» **Exercise objective**
The entries below are to be repeated verbatim, in full.

» **Materials provided**
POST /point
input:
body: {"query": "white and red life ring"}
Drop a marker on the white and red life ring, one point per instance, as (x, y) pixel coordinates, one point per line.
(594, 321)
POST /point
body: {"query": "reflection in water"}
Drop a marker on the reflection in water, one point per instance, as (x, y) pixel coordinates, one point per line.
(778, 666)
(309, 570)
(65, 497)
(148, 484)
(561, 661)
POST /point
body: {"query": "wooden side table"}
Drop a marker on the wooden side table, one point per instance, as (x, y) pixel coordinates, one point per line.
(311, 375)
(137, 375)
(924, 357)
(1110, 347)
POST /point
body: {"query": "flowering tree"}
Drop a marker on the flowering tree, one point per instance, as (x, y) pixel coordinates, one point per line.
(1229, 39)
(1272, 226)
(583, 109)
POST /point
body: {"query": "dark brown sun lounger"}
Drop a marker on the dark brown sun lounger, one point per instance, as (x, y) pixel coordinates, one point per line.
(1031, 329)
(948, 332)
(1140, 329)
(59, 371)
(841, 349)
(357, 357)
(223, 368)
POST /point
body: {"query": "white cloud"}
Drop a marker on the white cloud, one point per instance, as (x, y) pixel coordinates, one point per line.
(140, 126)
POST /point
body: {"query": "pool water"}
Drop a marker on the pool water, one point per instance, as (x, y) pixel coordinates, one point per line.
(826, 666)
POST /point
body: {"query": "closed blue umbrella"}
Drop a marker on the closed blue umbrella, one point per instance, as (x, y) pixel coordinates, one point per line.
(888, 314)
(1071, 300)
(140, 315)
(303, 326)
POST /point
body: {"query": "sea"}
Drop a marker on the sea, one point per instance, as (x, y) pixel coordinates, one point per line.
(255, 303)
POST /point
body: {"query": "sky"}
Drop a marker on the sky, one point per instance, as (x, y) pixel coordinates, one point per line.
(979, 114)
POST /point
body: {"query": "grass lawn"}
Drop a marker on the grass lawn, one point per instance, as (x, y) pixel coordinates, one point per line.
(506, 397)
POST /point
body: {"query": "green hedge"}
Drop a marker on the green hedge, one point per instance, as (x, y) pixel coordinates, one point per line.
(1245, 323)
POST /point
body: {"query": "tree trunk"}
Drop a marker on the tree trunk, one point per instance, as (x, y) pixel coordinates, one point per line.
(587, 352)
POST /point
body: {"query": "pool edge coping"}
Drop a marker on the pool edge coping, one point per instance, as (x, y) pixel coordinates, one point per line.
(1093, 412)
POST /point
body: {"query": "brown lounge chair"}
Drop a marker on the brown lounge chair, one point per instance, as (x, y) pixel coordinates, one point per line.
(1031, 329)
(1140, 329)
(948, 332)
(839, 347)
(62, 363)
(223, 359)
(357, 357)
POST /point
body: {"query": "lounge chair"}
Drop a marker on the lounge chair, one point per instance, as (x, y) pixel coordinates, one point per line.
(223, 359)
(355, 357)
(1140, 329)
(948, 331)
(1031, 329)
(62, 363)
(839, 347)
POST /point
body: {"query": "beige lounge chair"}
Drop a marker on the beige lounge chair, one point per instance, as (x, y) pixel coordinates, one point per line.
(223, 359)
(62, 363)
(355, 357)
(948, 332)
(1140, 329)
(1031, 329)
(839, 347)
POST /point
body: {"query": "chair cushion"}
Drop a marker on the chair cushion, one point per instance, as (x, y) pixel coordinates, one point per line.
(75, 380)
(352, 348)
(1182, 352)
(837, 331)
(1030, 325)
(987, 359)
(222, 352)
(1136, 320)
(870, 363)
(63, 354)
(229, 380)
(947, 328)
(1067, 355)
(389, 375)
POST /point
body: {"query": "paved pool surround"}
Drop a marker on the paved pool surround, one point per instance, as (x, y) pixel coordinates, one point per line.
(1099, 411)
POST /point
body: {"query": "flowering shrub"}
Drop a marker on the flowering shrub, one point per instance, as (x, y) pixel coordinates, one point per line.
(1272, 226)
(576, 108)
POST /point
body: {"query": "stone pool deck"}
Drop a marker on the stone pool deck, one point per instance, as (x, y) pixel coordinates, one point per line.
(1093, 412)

» **Problem solution**
POST /point
input:
body: {"query": "white and red life ring"}
Drop a marker on the white and red life ring, one point per instance, as (x, y) pixel coordinates, one point per line.
(594, 321)
POST /point
body: {"query": "reflection in water"}
Drop a marker on the reflection in water, one point per instance, as (x, y) pixel coordinates, one point per line.
(778, 666)
(309, 570)
(65, 497)
(148, 484)
(561, 661)
POST /point
body: {"query": "wooden side table"}
Drop a marker on the wooden side table, one point per instance, as (x, y) pixel coordinates, one point per line.
(311, 375)
(137, 375)
(924, 357)
(1110, 347)
POST /point
body: {"query": "flowering tree"}
Drop a marker on the flowering tree, one point per instance, as (x, y) pixel coordinates, one point per line.
(1229, 39)
(1272, 226)
(583, 109)
POST /point
body: {"query": "dark brown sun lounger"}
Drop a marker on the dark brown sun lounger, one point per instance, as (x, y) pixel coordinates, one point per line.
(1031, 329)
(948, 332)
(1140, 329)
(59, 371)
(841, 349)
(357, 357)
(223, 368)
POST /point
body: {"query": "white cloud"}
Drop a marker on the white cloud, one point per instance, as (x, y) pixel coordinates, one point per line.
(140, 126)
POST /point
body: {"query": "pool water"}
Drop a marker on the pool water, one point per instance, as (x, y) pixel coordinates, one point per line.
(826, 666)
POST /point
body: {"query": "closed blue umbrella"}
Drop a marker on the closed blue umbrella, one point per instance, as (x, y) pixel coordinates, one point per line.
(888, 314)
(1071, 300)
(140, 315)
(303, 326)
POST /point
body: {"query": "sea"}
Drop a marker on the sea, one point per instance, as (x, y) pixel coordinates, one point per line.
(255, 303)
POST /point
body: {"query": "sky"}
Drop a marker on the sky, one point per instance, as (x, y) pixel coordinates, one point per line.
(979, 114)
POST /point
body: {"query": "grass lawn"}
Drop a marker on the grass lawn, one point per instance, as (x, y) pixel coordinates, one point per line.
(506, 397)
POST /point
body: {"query": "green hedge"}
Drop a marker on the green hedge, one point per instance, as (x, y) pixel coordinates, one point per line.
(1245, 323)
POST /point
body: {"query": "tree trunk"}
Drop a marker on the tree trunk, one point per instance, as (x, y) pixel coordinates, one point per line.
(587, 352)
POST /point
body: {"query": "pool edge coping"}
Drop a marker on the pool edge coping, one point per instance, as (x, y) pixel coordinates, one point per line.
(1093, 412)
POST /point
body: {"query": "brown lounge chair"}
Drop a marker on the brown lounge chair, one point per instance, as (x, y) pixel coordinates, one point per line.
(1031, 329)
(1140, 329)
(948, 332)
(839, 347)
(62, 363)
(223, 359)
(357, 357)
POST /point
body: {"query": "lounge chair"}
Drop a marker on the lounge chair, one point per instance, as (x, y) pixel coordinates, one point per line.
(223, 359)
(355, 357)
(1140, 329)
(948, 331)
(1031, 329)
(62, 363)
(839, 347)
POST /point
body: {"query": "beige lounge chair"}
Drop a marker on the beige lounge chair, one point per instance, as (x, y) pixel coordinates, one point per line.
(223, 359)
(62, 363)
(355, 357)
(948, 332)
(1140, 329)
(1031, 329)
(839, 347)
POST /point
body: {"query": "chair cushion"}
Drop a marker on the chair cushion, one point per instance, as (x, y) pixel coordinates, one point per line.
(75, 380)
(352, 348)
(1182, 352)
(837, 331)
(1030, 325)
(987, 359)
(222, 352)
(1136, 320)
(870, 363)
(63, 354)
(229, 380)
(947, 328)
(1067, 355)
(389, 375)
POST /point
body: {"query": "paved pool surround"}
Drop a marker on the paved pool surround, one point per instance, as (x, y) pixel coordinates, one point per line.
(1099, 411)
POST /point
body: {"query": "flowering shrub"}
Drop a marker on the flowering shrub, one point per instance, as (x, y) pixel coordinates, one point per line.
(1272, 226)
(576, 108)
POST /point
body: {"query": "stone pool deck"}
Drop a marker on the stone pool deck, one point per instance, as (x, y) pixel coordinates, one point per line.
(1093, 412)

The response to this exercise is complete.